Lebedew hat außerdem vor fünf Jahren begonnen, seine russisch-deutsche Familiengeschichte im Kontext des Verhältnisses zwischen Deutschland und Russland im 19. und 20. Jahrhundert zu erforschen. Nur zufällig hat er vom deutschen Zweig der Familie erfahren. Diese Herkunft wurde streng geheim gehalten, da sie zu Sowjetzeiten einem Todesurteil gleichkam. Neben der Familiengeschichte beschäftigten ihn auch deutsche Idealisten und Missionare, die wie sein Vorfahre Julius Schweikert ein neues, gelobtes Land in Russland zu finden hofften, sowie das Schicksal der Russlanddeutschen, die 1941 als Feinde nach Kasachstan deportiert wurden.

STANDARD: Gibt es so etwas wie die russische Seele?

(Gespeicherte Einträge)
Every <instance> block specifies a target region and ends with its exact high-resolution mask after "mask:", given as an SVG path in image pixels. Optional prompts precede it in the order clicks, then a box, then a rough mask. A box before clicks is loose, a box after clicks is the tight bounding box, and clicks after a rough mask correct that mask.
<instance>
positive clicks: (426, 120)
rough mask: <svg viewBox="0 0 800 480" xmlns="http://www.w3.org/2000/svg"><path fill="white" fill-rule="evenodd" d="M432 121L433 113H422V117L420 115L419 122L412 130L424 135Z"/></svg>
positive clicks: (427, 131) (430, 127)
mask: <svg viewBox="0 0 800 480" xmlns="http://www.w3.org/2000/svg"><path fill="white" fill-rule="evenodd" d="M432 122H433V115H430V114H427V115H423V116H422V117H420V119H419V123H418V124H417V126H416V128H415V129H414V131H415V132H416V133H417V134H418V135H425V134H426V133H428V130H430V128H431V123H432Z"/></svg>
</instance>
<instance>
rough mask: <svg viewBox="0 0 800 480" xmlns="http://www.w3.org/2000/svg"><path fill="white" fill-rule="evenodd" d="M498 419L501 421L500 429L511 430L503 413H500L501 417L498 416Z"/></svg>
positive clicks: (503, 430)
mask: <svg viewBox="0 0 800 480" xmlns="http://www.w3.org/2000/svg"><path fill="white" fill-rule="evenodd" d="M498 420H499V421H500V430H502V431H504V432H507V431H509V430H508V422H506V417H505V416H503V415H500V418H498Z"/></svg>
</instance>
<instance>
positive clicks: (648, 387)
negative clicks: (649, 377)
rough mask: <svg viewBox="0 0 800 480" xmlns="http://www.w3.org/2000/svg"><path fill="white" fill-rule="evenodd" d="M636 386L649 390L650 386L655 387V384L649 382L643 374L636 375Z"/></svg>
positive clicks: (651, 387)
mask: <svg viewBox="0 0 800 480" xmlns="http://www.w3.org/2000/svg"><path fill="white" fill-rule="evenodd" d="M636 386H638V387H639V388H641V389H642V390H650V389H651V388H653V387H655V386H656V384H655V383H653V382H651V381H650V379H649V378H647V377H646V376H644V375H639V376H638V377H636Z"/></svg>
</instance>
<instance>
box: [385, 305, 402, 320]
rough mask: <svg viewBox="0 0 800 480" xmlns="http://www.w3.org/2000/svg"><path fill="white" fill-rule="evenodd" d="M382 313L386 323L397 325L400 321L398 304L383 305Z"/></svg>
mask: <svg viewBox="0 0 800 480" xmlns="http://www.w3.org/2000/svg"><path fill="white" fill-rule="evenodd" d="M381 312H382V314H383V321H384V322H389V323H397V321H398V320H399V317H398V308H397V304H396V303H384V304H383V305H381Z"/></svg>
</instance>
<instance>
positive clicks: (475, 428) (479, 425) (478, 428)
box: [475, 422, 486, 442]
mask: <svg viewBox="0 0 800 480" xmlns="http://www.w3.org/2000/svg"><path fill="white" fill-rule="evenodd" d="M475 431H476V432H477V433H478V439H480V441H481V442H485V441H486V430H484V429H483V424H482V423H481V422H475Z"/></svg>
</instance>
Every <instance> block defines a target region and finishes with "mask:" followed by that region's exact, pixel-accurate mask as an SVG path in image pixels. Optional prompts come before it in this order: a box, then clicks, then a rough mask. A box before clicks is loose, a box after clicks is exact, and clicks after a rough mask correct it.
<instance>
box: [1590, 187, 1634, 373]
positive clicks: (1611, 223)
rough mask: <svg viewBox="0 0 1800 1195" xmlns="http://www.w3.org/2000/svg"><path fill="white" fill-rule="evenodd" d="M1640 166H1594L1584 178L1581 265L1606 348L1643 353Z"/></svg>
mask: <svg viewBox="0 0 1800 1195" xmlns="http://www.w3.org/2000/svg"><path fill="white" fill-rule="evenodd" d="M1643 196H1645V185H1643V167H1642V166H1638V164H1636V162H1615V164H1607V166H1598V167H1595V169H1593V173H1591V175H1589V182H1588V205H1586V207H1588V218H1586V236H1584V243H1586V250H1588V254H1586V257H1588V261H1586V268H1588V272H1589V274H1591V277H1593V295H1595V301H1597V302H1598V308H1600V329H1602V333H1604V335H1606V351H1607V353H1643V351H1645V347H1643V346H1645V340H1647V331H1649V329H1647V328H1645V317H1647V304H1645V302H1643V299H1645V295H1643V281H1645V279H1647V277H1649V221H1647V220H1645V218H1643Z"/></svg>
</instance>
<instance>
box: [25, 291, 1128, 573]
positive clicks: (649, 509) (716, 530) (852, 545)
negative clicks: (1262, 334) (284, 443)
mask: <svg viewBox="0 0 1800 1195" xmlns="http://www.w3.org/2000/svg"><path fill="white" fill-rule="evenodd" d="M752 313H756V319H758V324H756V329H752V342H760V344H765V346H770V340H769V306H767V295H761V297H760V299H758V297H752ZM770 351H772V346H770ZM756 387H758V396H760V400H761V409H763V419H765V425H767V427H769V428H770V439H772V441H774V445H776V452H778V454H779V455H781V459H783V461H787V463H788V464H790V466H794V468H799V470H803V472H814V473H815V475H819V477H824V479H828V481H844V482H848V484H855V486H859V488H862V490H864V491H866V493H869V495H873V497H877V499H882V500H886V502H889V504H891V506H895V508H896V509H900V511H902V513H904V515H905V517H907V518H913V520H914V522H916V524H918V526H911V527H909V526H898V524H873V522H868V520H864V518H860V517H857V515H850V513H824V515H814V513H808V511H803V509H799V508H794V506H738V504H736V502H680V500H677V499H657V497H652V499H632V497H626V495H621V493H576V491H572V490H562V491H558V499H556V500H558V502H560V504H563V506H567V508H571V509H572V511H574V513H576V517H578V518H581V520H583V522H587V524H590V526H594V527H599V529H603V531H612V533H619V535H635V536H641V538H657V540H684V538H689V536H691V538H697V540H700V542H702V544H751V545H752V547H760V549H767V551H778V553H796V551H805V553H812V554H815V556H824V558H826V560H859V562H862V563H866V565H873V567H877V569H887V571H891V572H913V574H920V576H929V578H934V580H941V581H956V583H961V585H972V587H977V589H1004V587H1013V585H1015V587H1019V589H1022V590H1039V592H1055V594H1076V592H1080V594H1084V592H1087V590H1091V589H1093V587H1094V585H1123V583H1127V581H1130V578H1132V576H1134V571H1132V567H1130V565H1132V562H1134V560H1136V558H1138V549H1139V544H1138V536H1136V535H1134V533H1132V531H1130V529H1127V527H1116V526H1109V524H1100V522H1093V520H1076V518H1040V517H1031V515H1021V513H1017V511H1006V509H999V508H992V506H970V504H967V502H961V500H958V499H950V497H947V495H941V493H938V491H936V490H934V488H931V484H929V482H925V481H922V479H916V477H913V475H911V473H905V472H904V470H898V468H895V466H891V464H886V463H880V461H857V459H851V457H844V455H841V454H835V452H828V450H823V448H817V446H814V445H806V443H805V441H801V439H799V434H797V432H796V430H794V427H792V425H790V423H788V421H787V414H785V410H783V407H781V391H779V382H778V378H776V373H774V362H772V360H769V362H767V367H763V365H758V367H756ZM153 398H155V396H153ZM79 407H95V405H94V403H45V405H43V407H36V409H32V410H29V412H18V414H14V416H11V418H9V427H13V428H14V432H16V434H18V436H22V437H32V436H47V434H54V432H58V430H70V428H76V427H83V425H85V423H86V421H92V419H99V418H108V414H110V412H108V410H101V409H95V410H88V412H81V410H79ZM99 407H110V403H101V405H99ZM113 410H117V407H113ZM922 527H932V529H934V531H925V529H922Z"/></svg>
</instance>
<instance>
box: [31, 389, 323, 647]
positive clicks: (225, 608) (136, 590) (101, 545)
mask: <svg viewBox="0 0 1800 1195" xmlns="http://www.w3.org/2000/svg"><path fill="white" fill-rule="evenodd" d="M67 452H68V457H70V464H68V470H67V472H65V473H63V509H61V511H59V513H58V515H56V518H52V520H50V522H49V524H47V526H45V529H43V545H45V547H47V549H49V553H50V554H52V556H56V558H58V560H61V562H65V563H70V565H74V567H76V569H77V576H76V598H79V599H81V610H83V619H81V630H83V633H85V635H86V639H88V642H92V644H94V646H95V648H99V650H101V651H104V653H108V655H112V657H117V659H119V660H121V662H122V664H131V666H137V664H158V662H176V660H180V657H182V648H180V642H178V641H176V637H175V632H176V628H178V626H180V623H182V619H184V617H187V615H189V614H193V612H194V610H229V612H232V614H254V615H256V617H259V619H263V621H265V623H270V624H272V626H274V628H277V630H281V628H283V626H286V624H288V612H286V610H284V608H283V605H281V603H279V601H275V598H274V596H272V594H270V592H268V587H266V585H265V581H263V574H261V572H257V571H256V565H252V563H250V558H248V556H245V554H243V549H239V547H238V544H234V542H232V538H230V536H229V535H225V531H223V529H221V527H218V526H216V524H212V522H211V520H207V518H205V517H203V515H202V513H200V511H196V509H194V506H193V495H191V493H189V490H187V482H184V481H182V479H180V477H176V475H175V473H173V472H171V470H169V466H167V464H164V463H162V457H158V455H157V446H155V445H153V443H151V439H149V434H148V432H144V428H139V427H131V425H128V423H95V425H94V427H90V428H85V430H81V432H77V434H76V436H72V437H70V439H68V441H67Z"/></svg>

▶ **DIE AUFGABE**
Geben Sie den Textauszug vollständig und wortgetreu wieder. Die Einträge stammen aus einer anderen Quelle.

▶ **LÖSUNG DER AUFGABE**
Lebedew hat außerdem vor fünf Jahren begonnen, seine russisch-deutsche Familiengeschichte im Kontext des Verhältnisses zwischen Deutschland und Russland im 19. und 20. Jahrhundert zu erforschen. Nur zufällig hat er vom deutschen Zweig der Familie erfahren. Diese Herkunft wurde streng geheim gehalten, da sie zu Sowjetzeiten einem Todesurteil gleichkam. Neben der Familiengeschichte beschäftigten ihn auch deutsche Idealisten und Missionare, die wie sein Vorfahre Julius Schweikert ein neues, gelobtes Land in Russland zu finden hofften, sowie das Schicksal der Russlanddeutschen, die 1941 als Feinde nach Kasachstan deportiert wurden.

STANDARD: Gibt es so etwas wie die russische Seele?